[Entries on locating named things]
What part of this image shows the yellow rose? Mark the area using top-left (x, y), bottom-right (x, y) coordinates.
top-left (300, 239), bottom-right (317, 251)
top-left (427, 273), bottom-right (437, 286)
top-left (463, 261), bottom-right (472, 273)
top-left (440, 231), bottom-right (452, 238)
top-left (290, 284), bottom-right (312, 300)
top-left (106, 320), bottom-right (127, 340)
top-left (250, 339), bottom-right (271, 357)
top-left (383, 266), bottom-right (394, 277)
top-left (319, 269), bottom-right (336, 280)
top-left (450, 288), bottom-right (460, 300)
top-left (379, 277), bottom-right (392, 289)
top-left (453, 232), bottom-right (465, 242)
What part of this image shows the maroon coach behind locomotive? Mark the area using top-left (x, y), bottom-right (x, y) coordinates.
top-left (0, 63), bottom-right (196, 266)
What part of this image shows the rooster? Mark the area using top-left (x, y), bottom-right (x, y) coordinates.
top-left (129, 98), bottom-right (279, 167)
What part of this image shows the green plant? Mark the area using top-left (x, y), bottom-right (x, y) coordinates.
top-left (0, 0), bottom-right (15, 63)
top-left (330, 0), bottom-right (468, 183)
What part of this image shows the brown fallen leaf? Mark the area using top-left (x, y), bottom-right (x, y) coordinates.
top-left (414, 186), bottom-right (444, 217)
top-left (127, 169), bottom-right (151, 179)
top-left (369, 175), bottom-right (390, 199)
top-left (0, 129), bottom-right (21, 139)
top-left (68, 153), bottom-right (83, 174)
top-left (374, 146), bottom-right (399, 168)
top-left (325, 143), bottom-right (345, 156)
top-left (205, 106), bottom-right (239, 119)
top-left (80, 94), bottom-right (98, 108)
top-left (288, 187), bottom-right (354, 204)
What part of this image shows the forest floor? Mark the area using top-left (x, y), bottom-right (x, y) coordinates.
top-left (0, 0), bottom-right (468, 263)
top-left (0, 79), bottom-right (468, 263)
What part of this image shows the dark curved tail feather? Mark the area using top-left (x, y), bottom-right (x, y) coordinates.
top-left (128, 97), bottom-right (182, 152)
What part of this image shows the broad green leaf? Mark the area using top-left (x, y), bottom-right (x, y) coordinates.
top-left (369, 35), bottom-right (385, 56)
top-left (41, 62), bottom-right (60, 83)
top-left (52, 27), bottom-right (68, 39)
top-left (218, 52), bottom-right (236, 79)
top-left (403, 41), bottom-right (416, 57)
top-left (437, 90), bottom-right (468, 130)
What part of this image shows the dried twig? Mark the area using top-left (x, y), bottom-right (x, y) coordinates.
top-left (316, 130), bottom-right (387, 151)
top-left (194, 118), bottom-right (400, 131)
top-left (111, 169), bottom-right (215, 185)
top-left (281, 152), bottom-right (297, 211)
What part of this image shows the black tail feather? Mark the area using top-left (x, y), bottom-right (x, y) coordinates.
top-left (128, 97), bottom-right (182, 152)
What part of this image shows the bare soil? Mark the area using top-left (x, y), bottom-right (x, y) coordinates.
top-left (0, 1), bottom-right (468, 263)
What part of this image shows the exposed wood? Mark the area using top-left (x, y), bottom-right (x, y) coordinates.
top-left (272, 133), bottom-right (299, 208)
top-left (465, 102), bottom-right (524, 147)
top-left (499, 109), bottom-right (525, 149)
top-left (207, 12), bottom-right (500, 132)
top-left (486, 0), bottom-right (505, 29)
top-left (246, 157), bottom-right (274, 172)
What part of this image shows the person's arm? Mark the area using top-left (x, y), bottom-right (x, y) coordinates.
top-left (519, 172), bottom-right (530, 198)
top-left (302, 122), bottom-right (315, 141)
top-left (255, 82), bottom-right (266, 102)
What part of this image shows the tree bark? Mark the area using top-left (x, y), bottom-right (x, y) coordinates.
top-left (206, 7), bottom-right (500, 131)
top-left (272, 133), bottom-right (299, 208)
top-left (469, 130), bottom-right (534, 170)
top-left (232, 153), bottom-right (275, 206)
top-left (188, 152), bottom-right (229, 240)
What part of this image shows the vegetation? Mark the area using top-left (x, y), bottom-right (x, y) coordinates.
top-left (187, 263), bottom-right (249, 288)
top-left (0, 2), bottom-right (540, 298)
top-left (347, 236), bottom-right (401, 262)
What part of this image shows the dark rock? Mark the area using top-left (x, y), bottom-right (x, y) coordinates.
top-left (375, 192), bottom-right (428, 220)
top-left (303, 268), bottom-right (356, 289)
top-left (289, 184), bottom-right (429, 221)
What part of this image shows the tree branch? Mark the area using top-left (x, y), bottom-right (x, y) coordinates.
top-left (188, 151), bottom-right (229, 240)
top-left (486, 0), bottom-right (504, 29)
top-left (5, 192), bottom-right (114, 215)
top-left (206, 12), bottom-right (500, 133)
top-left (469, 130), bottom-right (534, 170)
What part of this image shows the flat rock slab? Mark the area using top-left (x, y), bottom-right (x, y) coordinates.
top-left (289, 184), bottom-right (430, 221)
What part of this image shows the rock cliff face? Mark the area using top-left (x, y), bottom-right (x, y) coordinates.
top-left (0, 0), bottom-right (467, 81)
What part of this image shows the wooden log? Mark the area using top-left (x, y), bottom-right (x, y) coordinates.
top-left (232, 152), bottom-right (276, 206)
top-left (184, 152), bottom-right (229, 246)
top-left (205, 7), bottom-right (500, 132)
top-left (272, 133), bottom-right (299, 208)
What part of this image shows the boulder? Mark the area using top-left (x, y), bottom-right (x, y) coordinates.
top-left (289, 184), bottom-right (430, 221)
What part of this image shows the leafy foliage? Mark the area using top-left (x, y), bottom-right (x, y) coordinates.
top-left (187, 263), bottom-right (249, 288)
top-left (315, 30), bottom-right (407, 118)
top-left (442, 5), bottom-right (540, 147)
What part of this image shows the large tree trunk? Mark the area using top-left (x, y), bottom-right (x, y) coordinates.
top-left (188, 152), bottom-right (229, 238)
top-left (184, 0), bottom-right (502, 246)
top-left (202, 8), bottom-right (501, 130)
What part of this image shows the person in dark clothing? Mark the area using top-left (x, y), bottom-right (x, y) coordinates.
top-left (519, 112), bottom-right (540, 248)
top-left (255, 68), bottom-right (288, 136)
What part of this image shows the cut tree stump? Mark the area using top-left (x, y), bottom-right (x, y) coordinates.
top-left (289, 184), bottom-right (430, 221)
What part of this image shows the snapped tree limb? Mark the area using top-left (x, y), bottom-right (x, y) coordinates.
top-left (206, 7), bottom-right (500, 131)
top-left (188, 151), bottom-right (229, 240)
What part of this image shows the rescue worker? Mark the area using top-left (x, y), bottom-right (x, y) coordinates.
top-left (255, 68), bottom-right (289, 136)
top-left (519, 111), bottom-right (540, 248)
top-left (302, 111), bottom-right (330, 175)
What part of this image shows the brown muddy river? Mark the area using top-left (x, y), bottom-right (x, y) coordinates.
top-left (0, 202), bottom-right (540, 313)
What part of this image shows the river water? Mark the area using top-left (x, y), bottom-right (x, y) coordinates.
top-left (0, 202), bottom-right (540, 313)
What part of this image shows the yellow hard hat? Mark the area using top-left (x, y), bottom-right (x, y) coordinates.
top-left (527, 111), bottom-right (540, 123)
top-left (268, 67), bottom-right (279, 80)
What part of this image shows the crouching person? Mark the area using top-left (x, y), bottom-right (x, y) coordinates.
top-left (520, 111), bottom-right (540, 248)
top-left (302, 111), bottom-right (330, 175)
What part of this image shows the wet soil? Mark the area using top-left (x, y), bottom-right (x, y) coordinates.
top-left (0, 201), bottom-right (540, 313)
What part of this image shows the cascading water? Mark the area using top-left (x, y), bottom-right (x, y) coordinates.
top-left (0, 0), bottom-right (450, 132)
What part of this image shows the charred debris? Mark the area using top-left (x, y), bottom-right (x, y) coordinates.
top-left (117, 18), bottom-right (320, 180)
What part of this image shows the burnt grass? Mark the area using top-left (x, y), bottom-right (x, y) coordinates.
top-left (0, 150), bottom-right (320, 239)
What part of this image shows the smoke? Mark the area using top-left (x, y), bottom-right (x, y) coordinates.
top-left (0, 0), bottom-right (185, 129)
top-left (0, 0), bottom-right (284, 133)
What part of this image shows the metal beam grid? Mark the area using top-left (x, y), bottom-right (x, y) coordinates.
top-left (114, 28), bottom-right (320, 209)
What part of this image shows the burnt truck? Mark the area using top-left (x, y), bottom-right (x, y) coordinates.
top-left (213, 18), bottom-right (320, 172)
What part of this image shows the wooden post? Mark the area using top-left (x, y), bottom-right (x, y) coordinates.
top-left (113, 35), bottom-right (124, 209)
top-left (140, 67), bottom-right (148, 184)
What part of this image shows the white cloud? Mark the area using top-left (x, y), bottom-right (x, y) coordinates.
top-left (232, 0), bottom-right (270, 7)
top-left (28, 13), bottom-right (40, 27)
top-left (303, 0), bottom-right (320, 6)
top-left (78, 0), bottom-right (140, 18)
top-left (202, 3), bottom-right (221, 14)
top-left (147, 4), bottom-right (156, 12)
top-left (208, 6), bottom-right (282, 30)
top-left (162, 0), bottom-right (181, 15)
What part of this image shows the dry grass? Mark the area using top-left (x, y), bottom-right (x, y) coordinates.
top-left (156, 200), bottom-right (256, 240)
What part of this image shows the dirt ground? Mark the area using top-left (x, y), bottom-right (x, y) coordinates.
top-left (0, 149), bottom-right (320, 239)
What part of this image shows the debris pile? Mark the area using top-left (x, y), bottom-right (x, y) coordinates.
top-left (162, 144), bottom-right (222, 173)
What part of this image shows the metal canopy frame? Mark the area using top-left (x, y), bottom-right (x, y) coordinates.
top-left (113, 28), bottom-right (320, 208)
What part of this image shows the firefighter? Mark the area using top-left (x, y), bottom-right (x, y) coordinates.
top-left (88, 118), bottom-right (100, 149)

## Required work
Edit the rows starting at the line that has "What part of this image shows the person's" and stopping after the line that has "top-left (188, 152), bottom-right (229, 240)", putting "tree trunk" in place of "tree bark" and leaving the rest unchanged.

## Solution
What part of this image shows the person's arm? Mark the area using top-left (x, y), bottom-right (x, y) coordinates.
top-left (519, 172), bottom-right (530, 198)
top-left (302, 122), bottom-right (315, 141)
top-left (255, 82), bottom-right (266, 102)
What part of this image shows the tree trunk? Mark the area using top-left (x, y), bottom-right (x, y) coordinates.
top-left (206, 7), bottom-right (500, 131)
top-left (272, 133), bottom-right (299, 208)
top-left (469, 130), bottom-right (534, 170)
top-left (232, 153), bottom-right (275, 206)
top-left (188, 152), bottom-right (229, 240)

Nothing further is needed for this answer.